> **Quoted passage**:
####

You don't use a mutex "on a var." Locking a mutex prevents other threads from locking the same mutex at the same time, but it does not stop other threads from accessing any particular variable(s).
If you want to use a mutex to protect a variable (or more typically, several variables) from being accessed by more than one thread at the same time, then it's up to you to ensure that you do not write any code that accesses the variables without locking the mutex first.
Example here, just want to protect the iData to ensure only one thread visit it at the same time.
struct myData;
myData iData;
Method 1, mutex inside the call function (multiple mutexes could be created):
void _proceedTest(myData &data)
{
std::mutex mtx;
std::unique_lock<std::mutex> lk(mtx);
modifyData(data);
lk.unlock;
}
int const nMaxThreads = std::thread::hardware_concurrency();
vector<std::thread> threads;
for (int iThread = 0; iThread < nMaxThreads; ++iThread)
{
threads.push_back(std::thread(_proceedTest, iData));
}
for (auto& th : threads) th.join();
Method2, use only one mutex:
void _proceedTest(myData &data, std::mutex &mtx)
{
std::unique_lock<std::mutex> lk(mtx);
modifyData(data);
lk.unlock;
}
std::mutex mtx;
int const nMaxThreads = std::thread::hardware_concurrency();
vector<std::thread> threads;
for (int iThread = 0; iThread < nMaxThreads; ++iThread)
{
threads.push_back(std::thread(_proceedTest, iData, mtx));
}
for (auto& th : threads) th.join();
I want to make sure that the Method 1 (multiple mutexes) ensures that only one thread can visit the iData at the same time.
If Method 1 is correct, not sure Method 1 is better of Method 2?
Thanks!
I want to make sure that the Method 1 (multiple mutexes) ensures that only one thread can visit the iData at the same time.
Your 1st example creates a local mutex variable on the stack, it won't be shared with the other threads. Thus it's completely useless.
It won't guarantee exclusive access to iData.
If Method 1 is correct, not sure Method 1 is better of Method 2?
It isn't correct.
The other answers are correct on the technical level, but there is an important language independent thing missing: you always prefer to minimize the number of different mutexes/locks/... !

####

> **Excerpted records**:
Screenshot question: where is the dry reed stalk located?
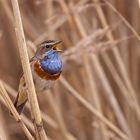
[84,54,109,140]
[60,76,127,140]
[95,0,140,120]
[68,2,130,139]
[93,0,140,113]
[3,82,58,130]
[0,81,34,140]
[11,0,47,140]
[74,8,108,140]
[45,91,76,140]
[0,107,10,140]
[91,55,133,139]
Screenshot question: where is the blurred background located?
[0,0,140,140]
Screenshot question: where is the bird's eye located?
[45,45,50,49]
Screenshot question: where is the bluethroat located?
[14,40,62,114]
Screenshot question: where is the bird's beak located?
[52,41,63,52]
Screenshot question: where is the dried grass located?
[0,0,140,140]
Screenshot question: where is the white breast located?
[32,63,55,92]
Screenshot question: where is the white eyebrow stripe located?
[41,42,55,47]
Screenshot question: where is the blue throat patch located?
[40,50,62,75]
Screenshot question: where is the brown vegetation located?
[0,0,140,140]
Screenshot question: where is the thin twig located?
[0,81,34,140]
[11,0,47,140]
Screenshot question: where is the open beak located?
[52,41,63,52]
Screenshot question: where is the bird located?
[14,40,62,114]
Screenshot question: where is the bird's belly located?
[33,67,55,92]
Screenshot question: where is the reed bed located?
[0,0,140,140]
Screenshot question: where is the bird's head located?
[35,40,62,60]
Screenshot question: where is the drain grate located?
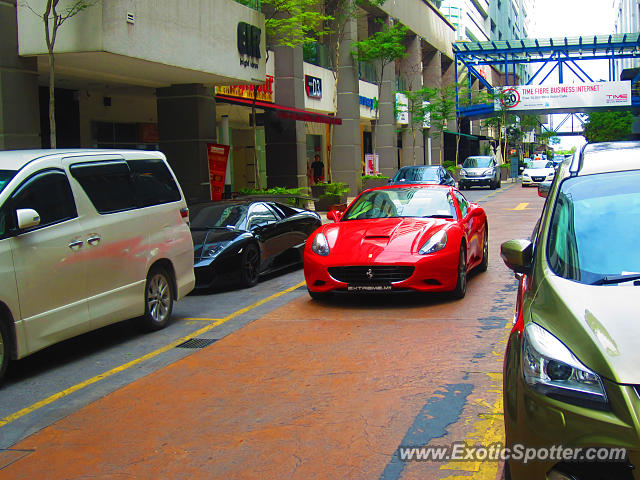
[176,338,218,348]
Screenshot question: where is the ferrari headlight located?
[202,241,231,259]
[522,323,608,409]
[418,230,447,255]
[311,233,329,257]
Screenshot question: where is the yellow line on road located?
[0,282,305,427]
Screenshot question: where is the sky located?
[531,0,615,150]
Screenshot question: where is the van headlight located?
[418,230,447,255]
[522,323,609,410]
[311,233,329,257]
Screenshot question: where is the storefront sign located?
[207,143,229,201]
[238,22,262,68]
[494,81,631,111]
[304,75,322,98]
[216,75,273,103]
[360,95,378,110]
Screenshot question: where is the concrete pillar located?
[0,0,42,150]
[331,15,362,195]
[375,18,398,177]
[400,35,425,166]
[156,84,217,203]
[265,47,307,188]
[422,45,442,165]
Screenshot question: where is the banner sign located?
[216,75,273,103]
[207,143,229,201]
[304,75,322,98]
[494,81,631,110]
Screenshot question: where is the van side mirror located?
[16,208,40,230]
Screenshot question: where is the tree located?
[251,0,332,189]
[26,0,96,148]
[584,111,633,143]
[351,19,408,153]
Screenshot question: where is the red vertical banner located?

####

> **Exercise A**:
Using the mutex discussion above, decide whether each statement agrees with it. Answer yes or no for each, quoting the words that decide it.
(i) Locking a mutex keeps other threads from accessing a particular variable.
(ii) The first example creates a mutex that the other threads do not share.
(iii) A reply states that Method 1 is correct.
> **Exercise B**:
Answer these questions from the mutex discussion above.
(i) Which call sets the value of nMaxThreads in both methods?
(ii) According to the reply to Method 1, what won't that method guarantee?
(iii) According to the last reply, what should you always prefer to minimize?

> **Task output A**:
(i) No: "it does not stop other threads from accessing any particular variable(s)"
(ii) Yes: "Your 1st example creates a local mutex variable on the stack, it won't be shared with the other threads."
(iii) No: "It isn't correct."

> **Task output B**:
(i) std::thread::hardware_concurrency()
(ii) Exclusive access to iData
(iii) The number of different mutexes/locks